*** RECORDS SHOWN ***
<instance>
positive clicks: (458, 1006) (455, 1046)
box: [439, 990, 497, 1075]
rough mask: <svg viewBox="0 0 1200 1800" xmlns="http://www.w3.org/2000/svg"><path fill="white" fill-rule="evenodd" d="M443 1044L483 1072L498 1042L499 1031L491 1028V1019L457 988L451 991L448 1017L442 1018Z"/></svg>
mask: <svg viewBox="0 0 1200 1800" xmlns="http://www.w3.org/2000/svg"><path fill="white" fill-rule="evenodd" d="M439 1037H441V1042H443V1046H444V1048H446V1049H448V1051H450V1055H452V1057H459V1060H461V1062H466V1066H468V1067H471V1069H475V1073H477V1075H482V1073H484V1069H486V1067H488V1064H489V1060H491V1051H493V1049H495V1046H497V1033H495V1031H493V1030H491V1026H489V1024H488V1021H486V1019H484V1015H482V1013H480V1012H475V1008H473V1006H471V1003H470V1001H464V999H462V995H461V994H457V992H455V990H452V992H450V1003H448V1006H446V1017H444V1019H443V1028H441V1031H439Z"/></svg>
***
### INSTRUCTIONS FOR THE TASK
Arrange the data above as a Markdown table with a Row column holding the line number and a Line column holding the line itself, skipping any blank lines.

### WORKED SOLUTION
| Row | Line |
|---|---|
| 1 | <instance> |
| 2 | positive clicks: (458, 1006) (455, 1046) |
| 3 | box: [439, 990, 497, 1075] |
| 4 | rough mask: <svg viewBox="0 0 1200 1800" xmlns="http://www.w3.org/2000/svg"><path fill="white" fill-rule="evenodd" d="M443 1044L483 1072L498 1042L499 1031L491 1028V1019L457 988L451 991L448 1017L442 1018Z"/></svg> |
| 5 | mask: <svg viewBox="0 0 1200 1800" xmlns="http://www.w3.org/2000/svg"><path fill="white" fill-rule="evenodd" d="M439 1037H441V1042H443V1046H444V1048H446V1049H448V1051H450V1055H452V1057H459V1060H461V1062H466V1066H468V1067H471V1069H475V1073H477V1075H482V1073H484V1069H486V1067H488V1064H489V1060H491V1051H493V1049H495V1046H497V1033H495V1031H493V1030H491V1026H489V1024H488V1021H486V1019H484V1015H482V1013H480V1012H475V1008H473V1006H471V1003H470V1001H464V999H462V995H461V994H457V992H455V990H452V992H450V1003H448V1006H446V1017H444V1019H443V1028H441V1031H439Z"/></svg> |